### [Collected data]
__________________________________________________

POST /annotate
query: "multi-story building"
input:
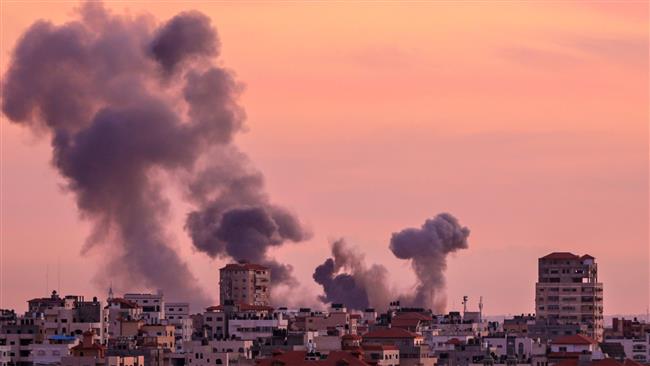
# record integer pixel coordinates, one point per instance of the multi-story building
(178, 315)
(153, 306)
(568, 296)
(244, 283)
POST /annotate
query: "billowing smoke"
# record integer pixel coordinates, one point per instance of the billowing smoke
(132, 108)
(346, 279)
(427, 248)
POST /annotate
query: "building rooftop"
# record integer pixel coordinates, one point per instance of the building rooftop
(244, 267)
(334, 358)
(574, 339)
(380, 347)
(390, 333)
(561, 255)
(241, 307)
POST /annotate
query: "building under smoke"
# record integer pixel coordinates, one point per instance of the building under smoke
(133, 107)
(346, 279)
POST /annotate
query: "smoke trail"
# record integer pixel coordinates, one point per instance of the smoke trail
(130, 105)
(346, 279)
(427, 248)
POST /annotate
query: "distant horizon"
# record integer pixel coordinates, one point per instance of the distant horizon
(440, 148)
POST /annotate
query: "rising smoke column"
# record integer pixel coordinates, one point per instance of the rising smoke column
(346, 279)
(128, 106)
(427, 247)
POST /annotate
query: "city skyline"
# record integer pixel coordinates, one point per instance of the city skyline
(540, 146)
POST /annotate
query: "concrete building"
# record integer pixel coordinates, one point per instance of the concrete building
(568, 296)
(153, 306)
(412, 349)
(245, 283)
(178, 315)
(52, 352)
(117, 313)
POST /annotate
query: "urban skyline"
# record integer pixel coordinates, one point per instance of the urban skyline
(524, 182)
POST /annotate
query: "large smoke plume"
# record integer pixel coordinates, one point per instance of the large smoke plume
(346, 279)
(427, 247)
(131, 107)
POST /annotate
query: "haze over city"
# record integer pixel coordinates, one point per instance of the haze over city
(528, 122)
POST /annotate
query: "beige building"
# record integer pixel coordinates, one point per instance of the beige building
(568, 296)
(244, 283)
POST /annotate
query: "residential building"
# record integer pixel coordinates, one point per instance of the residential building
(245, 283)
(568, 296)
(153, 306)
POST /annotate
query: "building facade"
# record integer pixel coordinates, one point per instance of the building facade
(244, 283)
(568, 296)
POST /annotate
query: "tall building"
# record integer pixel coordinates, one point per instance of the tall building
(244, 283)
(568, 296)
(153, 306)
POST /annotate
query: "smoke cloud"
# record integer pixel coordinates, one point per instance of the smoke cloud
(132, 107)
(346, 279)
(427, 247)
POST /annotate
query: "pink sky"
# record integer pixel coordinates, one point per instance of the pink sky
(527, 121)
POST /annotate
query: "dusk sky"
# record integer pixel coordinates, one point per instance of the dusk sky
(526, 121)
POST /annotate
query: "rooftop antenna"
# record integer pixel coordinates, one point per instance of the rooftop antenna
(47, 278)
(464, 305)
(58, 274)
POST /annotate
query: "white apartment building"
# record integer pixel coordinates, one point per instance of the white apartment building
(568, 294)
(153, 306)
(178, 315)
(244, 283)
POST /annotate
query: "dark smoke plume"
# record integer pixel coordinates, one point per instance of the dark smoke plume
(346, 279)
(427, 248)
(131, 107)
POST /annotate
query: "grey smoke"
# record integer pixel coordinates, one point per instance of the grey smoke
(427, 248)
(132, 108)
(346, 279)
(186, 35)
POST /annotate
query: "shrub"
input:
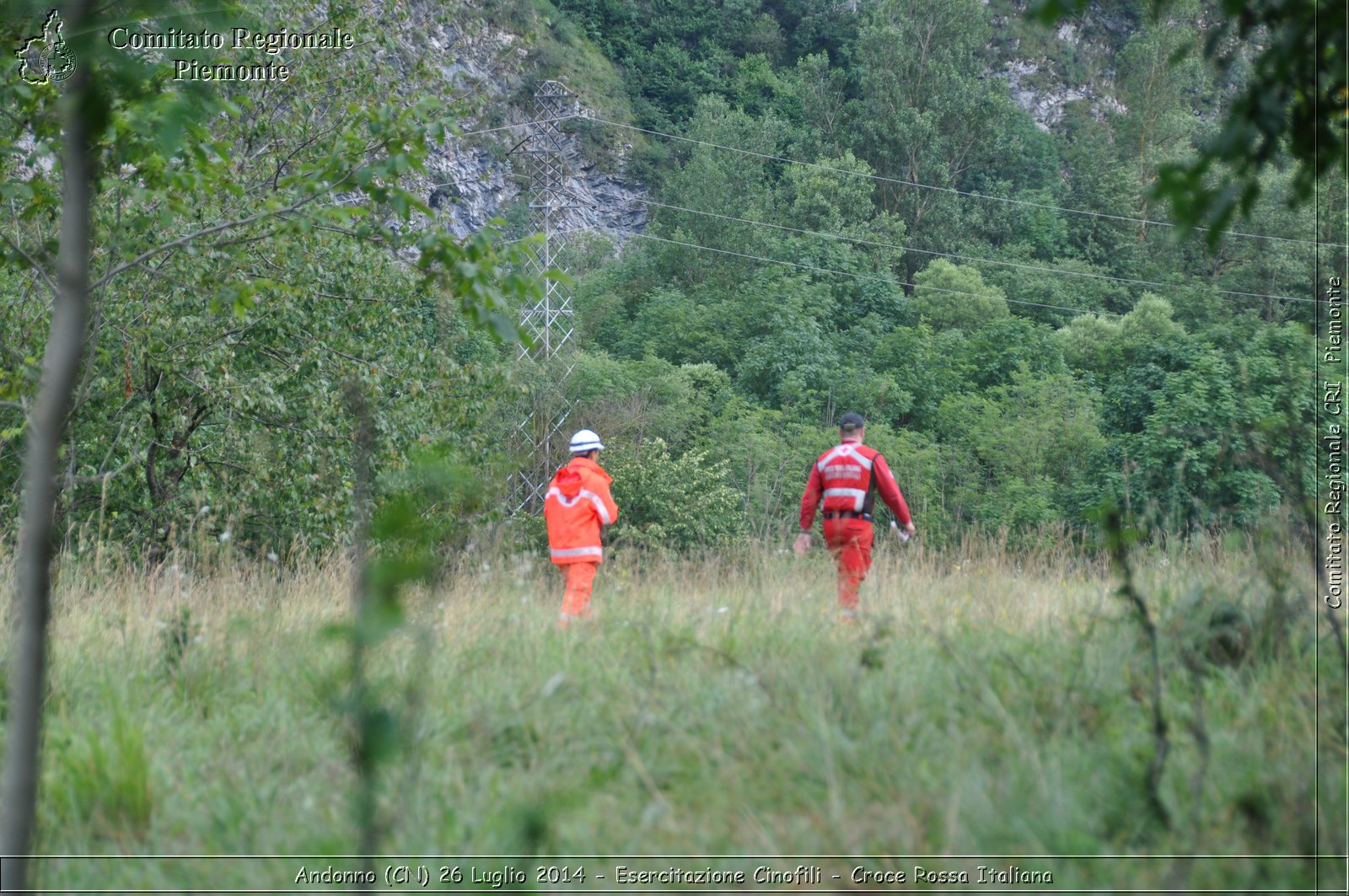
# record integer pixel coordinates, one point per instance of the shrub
(672, 502)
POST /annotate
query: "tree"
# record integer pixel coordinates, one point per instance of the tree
(951, 296)
(170, 169)
(1292, 103)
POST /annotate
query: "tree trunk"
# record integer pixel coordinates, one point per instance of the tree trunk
(46, 427)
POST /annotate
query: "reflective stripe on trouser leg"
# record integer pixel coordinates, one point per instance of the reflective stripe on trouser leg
(580, 577)
(850, 543)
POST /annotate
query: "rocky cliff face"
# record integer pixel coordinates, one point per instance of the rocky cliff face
(1039, 84)
(478, 177)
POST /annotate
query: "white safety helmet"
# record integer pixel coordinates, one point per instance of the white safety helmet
(586, 440)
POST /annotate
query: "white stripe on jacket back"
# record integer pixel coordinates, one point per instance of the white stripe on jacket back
(857, 494)
(846, 449)
(577, 552)
(584, 493)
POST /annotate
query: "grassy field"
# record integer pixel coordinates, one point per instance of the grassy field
(986, 707)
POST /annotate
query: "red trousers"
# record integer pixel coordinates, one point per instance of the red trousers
(850, 543)
(580, 577)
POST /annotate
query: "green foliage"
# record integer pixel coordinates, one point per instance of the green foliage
(175, 640)
(674, 503)
(254, 260)
(955, 297)
(100, 776)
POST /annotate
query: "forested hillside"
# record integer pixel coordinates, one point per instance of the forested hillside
(938, 215)
(941, 215)
(282, 620)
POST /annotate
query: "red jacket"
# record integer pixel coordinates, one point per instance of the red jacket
(577, 505)
(849, 476)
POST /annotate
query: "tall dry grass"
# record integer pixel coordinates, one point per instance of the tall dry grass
(992, 702)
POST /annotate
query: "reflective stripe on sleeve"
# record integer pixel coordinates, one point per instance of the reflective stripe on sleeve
(577, 552)
(599, 505)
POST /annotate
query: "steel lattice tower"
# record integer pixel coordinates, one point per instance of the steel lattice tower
(546, 323)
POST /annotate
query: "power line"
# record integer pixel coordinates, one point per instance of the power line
(521, 125)
(964, 258)
(830, 270)
(949, 189)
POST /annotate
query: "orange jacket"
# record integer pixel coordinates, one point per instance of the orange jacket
(847, 478)
(577, 505)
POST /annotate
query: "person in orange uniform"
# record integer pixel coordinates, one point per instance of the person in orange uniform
(577, 507)
(847, 478)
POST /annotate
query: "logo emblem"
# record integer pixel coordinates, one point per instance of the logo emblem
(46, 57)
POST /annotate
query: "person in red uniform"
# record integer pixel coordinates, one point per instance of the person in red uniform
(847, 478)
(577, 507)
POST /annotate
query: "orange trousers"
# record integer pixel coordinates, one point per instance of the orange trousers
(850, 543)
(580, 577)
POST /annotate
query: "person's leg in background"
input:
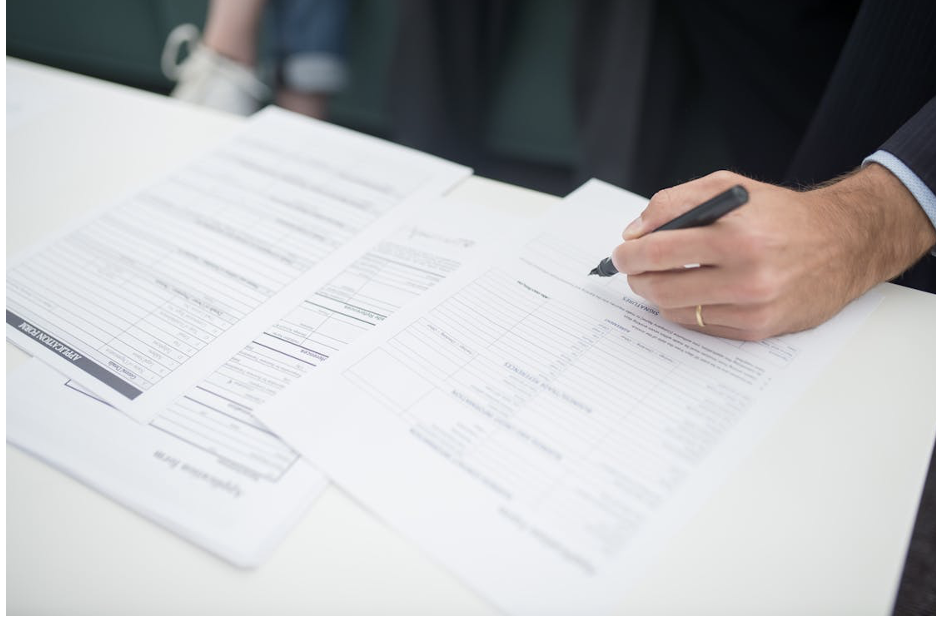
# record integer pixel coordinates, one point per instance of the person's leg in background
(232, 29)
(310, 43)
(222, 69)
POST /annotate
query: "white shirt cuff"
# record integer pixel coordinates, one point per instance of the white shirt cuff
(917, 188)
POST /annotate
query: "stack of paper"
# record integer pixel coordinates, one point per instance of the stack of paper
(538, 432)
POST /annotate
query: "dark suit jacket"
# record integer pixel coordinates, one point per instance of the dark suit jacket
(788, 91)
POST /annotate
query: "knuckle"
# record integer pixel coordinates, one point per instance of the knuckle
(751, 245)
(723, 176)
(760, 319)
(654, 252)
(759, 287)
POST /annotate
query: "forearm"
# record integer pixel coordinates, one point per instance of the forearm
(882, 222)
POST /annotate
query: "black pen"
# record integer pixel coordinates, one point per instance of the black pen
(705, 213)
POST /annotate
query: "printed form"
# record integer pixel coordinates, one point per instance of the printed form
(205, 468)
(138, 302)
(540, 432)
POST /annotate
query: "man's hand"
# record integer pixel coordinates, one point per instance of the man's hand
(784, 262)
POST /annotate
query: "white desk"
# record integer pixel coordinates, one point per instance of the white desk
(816, 521)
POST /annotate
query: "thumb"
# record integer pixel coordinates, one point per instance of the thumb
(668, 204)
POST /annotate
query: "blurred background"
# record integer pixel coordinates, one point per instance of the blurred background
(528, 133)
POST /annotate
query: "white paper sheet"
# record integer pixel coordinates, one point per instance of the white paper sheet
(140, 301)
(205, 467)
(542, 433)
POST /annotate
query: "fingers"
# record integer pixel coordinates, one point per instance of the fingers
(748, 322)
(687, 288)
(673, 249)
(669, 203)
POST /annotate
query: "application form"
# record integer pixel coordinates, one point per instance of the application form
(205, 467)
(138, 301)
(541, 432)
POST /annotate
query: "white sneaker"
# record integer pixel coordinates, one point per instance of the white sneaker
(207, 78)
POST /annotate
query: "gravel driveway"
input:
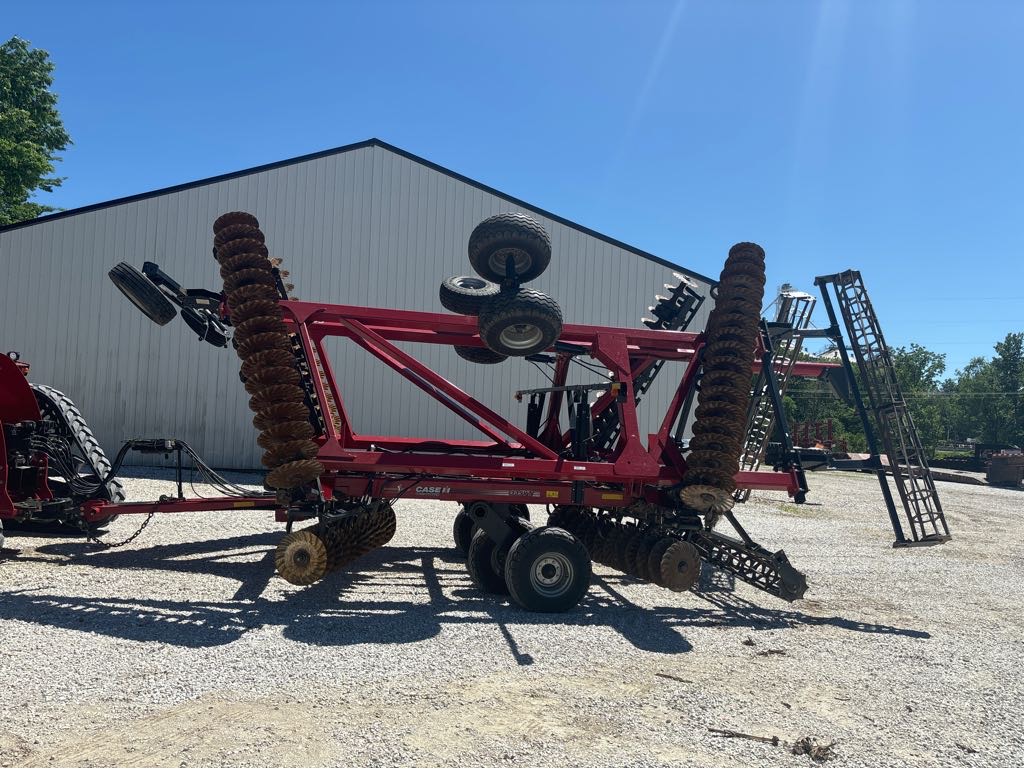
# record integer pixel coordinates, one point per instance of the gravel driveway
(184, 649)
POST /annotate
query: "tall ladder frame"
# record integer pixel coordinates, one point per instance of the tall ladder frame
(899, 437)
(793, 315)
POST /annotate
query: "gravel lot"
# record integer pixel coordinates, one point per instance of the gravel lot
(184, 649)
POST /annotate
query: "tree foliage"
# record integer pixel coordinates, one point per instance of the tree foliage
(31, 130)
(983, 401)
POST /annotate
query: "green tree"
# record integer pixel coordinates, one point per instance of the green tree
(918, 372)
(31, 130)
(987, 395)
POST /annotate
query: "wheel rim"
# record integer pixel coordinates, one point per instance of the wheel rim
(552, 575)
(521, 336)
(520, 260)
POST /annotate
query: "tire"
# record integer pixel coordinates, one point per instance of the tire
(547, 569)
(509, 235)
(479, 354)
(94, 466)
(463, 530)
(485, 564)
(142, 293)
(525, 323)
(467, 295)
(208, 328)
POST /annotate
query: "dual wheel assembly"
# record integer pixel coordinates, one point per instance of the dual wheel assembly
(544, 569)
(505, 251)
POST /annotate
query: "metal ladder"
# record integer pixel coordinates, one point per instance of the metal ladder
(672, 312)
(793, 314)
(891, 417)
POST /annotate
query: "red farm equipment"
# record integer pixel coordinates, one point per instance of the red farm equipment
(646, 505)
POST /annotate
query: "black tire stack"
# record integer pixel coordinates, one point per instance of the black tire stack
(725, 384)
(506, 251)
(271, 372)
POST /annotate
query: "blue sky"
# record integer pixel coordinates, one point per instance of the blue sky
(884, 136)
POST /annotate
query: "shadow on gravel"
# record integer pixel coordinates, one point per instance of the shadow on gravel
(391, 596)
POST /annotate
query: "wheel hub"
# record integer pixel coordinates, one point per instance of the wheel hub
(521, 336)
(552, 574)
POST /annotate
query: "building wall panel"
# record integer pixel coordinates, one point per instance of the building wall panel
(366, 226)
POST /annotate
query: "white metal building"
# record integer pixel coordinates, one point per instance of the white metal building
(367, 224)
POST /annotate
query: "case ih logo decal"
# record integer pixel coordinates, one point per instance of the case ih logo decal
(432, 489)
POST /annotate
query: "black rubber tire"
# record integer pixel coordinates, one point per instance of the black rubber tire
(467, 295)
(211, 332)
(462, 530)
(479, 354)
(510, 233)
(56, 407)
(522, 324)
(485, 564)
(142, 293)
(528, 562)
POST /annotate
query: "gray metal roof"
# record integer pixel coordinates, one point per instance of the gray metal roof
(345, 148)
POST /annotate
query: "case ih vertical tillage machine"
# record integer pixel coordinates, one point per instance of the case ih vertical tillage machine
(645, 505)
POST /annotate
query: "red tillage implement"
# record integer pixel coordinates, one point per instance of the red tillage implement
(646, 505)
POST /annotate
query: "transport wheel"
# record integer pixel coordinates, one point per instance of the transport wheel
(462, 530)
(467, 295)
(479, 354)
(209, 328)
(523, 324)
(142, 293)
(509, 236)
(547, 569)
(485, 563)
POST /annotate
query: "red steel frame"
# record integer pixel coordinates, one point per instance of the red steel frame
(512, 466)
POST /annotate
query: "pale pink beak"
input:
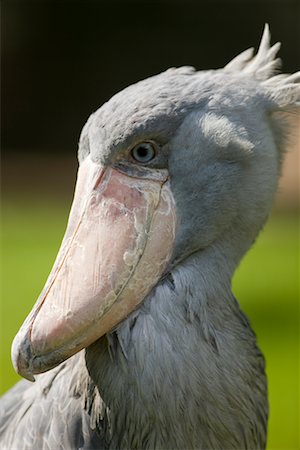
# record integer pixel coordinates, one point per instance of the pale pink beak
(117, 245)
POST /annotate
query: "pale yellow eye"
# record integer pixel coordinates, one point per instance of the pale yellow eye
(143, 152)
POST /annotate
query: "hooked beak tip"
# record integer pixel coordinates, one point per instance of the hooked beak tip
(21, 355)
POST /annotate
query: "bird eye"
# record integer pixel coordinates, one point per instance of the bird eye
(143, 152)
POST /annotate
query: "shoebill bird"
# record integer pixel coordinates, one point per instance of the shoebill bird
(136, 341)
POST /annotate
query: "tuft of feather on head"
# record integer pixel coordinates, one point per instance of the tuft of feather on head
(283, 89)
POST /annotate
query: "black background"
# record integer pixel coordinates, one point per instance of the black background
(62, 59)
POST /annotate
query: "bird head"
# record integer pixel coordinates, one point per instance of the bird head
(179, 163)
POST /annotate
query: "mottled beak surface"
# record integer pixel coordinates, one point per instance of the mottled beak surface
(117, 245)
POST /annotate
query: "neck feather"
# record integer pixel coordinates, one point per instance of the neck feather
(182, 371)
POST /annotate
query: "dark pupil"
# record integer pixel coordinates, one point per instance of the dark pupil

__________________________________________________

Report how many lines of the data above contain the string "foliage", matching case exactly. Give only the number.

### [RESULT FOR THIS TASK]
4